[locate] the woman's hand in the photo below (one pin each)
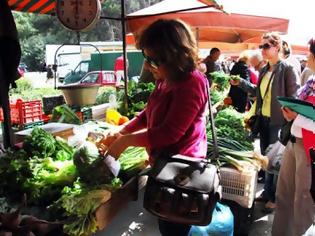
(234, 82)
(118, 146)
(288, 114)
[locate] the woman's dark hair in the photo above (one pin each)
(273, 38)
(312, 46)
(173, 44)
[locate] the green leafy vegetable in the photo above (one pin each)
(91, 166)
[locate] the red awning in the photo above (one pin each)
(210, 24)
(48, 6)
(34, 6)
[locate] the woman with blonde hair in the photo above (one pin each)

**WHAT NEEDS TO BE DONE**
Output the entries above exactly, without their pictures.

**REPLY TO THE EXERCISE**
[locate] the woman's hand in the photo below (one pin each)
(234, 82)
(118, 146)
(288, 114)
[locate] the woman's dark hair in the photo above (one pin each)
(273, 38)
(312, 46)
(173, 44)
[locate] the green leafy vegetable in the photo above (one pin each)
(91, 166)
[locate] the red awning in the photo above (one pin each)
(210, 24)
(48, 6)
(34, 6)
[locate] the woman with blonde hair in the photo above (one pin each)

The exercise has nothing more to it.